[Entries on finding named things]
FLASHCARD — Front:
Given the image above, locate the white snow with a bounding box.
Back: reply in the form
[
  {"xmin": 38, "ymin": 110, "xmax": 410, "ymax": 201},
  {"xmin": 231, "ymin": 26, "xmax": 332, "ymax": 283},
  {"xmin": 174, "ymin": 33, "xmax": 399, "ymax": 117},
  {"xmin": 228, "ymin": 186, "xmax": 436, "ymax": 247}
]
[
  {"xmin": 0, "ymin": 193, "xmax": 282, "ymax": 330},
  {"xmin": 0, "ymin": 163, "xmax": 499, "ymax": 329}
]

▶ [Aim]:
Copy the lines above word for word, changing nothing.

▶ [The output]:
FLASHCARD — Front:
Given the image above, locate the white snow with a bounding box.
Back: reply in the form
[
  {"xmin": 38, "ymin": 110, "xmax": 410, "ymax": 201},
  {"xmin": 231, "ymin": 26, "xmax": 332, "ymax": 283},
  {"xmin": 174, "ymin": 33, "xmax": 399, "ymax": 117},
  {"xmin": 228, "ymin": 186, "xmax": 436, "ymax": 247}
]
[
  {"xmin": 0, "ymin": 193, "xmax": 282, "ymax": 330},
  {"xmin": 0, "ymin": 163, "xmax": 499, "ymax": 329}
]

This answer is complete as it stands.